Look for the line containing "# indicate every instance of the mud" in the listing below; from there, output every line exactly, the last one included.

[Opening EXTRACTED ENTRIES section]

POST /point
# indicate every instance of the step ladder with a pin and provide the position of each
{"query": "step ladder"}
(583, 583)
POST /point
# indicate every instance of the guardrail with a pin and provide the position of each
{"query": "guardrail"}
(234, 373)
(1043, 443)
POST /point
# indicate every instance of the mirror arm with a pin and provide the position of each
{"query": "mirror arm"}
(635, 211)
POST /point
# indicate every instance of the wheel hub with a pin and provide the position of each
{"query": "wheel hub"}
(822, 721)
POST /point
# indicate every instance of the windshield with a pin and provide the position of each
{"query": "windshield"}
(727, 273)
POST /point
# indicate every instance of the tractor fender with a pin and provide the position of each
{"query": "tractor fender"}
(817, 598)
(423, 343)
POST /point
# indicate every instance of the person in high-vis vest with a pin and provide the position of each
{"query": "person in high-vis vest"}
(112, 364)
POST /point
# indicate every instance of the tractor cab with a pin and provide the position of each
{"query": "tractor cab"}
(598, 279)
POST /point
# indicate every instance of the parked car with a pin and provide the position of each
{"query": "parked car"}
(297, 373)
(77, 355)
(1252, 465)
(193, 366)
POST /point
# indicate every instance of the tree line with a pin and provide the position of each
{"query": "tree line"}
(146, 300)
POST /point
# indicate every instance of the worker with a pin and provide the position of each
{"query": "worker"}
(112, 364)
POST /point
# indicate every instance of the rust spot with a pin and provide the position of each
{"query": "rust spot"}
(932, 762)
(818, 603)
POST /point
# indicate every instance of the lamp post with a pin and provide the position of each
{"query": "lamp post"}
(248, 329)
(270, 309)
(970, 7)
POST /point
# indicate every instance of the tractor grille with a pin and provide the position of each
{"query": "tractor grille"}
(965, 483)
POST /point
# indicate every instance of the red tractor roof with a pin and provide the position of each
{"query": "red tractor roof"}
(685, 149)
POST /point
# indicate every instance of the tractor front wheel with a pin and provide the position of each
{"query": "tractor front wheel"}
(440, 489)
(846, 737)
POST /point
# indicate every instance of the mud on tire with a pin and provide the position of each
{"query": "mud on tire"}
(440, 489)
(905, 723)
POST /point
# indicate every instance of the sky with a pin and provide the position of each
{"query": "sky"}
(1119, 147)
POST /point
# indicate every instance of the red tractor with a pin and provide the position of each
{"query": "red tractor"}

[Closing EXTRACTED ENTRIES section]

ANSWER SECTION.
# indicate every instance of the mud on tire with a pin and provide the position of each
{"query": "mud on tire"}
(440, 489)
(905, 723)
POST /point
# indicate every instance of the sky with a pin and provide the position of each
{"query": "sky"}
(1119, 147)
POST /point
# indicate every instance of the red tractor with a pin and provide the position of each
{"query": "red tractor"}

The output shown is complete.